(Stored data entries)
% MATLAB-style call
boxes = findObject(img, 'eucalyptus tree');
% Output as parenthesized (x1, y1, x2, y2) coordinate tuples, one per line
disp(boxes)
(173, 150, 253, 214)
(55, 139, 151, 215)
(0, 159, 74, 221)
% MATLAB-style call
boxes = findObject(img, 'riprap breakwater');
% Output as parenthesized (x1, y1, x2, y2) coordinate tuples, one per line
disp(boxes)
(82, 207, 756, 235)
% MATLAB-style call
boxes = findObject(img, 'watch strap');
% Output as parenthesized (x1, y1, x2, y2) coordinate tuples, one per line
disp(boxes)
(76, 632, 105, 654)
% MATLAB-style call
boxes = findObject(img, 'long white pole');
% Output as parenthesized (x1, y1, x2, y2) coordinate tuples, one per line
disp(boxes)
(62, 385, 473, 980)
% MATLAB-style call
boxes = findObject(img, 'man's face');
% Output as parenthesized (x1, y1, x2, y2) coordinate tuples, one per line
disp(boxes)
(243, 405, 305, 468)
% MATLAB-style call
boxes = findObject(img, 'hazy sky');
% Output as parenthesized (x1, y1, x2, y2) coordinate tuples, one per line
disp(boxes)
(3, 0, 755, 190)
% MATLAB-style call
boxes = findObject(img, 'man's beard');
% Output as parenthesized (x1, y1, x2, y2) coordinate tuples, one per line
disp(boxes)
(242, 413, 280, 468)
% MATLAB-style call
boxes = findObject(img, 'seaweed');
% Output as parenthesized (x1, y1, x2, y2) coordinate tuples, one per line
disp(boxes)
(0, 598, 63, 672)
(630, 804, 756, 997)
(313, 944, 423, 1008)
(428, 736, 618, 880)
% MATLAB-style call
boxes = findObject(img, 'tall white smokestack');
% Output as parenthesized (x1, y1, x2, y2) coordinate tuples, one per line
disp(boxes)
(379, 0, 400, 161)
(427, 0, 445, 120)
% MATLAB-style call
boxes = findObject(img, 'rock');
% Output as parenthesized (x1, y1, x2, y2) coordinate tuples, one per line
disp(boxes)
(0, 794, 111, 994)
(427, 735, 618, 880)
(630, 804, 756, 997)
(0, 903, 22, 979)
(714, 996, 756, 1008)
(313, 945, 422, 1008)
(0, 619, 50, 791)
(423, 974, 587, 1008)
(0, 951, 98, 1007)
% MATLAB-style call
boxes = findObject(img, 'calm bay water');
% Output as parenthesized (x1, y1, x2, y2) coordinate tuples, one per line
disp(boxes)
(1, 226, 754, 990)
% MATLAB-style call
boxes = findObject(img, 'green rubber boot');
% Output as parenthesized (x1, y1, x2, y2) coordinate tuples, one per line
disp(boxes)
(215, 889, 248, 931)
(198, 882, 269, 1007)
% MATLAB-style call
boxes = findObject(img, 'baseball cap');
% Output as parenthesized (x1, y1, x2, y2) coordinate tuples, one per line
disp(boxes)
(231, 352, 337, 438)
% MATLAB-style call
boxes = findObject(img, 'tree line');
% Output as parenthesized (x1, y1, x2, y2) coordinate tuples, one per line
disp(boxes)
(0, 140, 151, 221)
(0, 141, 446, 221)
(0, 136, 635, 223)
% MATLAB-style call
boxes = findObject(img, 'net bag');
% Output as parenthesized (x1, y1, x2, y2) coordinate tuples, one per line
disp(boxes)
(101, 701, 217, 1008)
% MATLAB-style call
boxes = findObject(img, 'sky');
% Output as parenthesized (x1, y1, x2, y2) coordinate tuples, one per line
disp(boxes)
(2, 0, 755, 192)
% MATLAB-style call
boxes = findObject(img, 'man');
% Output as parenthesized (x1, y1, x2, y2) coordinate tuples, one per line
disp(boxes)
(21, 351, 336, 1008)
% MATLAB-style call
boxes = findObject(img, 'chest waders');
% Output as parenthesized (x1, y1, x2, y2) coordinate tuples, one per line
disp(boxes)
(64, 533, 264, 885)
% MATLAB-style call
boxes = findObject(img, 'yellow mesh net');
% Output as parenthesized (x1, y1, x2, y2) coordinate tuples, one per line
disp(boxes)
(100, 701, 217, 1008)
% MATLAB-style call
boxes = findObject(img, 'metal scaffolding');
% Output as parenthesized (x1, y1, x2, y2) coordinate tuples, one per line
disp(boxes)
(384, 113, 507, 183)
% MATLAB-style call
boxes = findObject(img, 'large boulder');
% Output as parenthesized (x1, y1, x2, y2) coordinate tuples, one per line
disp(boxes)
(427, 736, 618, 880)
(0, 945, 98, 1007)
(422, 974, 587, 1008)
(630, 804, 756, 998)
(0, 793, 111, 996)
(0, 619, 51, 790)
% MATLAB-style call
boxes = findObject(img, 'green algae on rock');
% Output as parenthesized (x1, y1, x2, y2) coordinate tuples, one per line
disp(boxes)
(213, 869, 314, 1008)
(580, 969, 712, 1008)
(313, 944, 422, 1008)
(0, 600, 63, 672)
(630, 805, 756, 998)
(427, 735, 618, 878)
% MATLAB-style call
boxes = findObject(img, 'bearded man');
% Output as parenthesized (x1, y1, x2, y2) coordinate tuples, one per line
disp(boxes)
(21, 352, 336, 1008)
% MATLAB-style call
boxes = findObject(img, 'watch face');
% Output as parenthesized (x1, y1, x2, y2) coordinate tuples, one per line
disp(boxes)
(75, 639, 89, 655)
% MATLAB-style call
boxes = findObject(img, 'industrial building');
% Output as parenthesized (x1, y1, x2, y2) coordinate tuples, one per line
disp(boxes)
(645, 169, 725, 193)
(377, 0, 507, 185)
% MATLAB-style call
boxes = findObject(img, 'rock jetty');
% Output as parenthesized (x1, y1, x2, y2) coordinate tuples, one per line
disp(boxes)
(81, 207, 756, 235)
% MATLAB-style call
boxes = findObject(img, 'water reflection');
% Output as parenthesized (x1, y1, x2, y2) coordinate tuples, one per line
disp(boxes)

§ Exercise directions
Determine how many lines in the entries above hold the string "watch", then report that number and nothing further.

§ Response area
2